═══ Texto original

Periódico La Jornada
Viernes 8 de mayo de 2009, p. 5

La edad de las tinieblas: el quinqué

Arde la noche. El aire húmedo parece hervor de ciénaga. Bajamos del yip para tomar agua mineral en un cobertizo a orillas del camino que se interna en la selva. Sobre el mostrador hay un quinqué. Si nada recordamos de la niñez y sólo podemos inventar lo inmemorable a partir de unas cuantas imágenes, este quinqué engendra ahora su propio teatro de sombras, me lleva hasta un puerto donde hubo una casa que ya no existe.

Se va la luz. La familia enciende otro quinqué. Me intriga pensar en lo que han dicho mis padres: en el petróleo de la lámpara flotan reducidos a esencia bosques y dinosaurios de la prehistoria. Millones de años se han necesitado para humedecer la lengüeta de jerga que convertida en mecha soporta la llama. Una campana de cristal la protege y le permite iluminarnos. En el quinqué se consumen los restos fósiles de una vida improbable. La noche huele a luz carbonizada.

══════

=== Consigna ===
En el texto sobre el quinqué, ¿qué protege la llama de la lámpara?

═══ Datos extraídos

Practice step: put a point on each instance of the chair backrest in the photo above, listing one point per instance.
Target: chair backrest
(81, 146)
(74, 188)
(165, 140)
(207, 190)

══════

=== Solución ===
Una campana de cristal.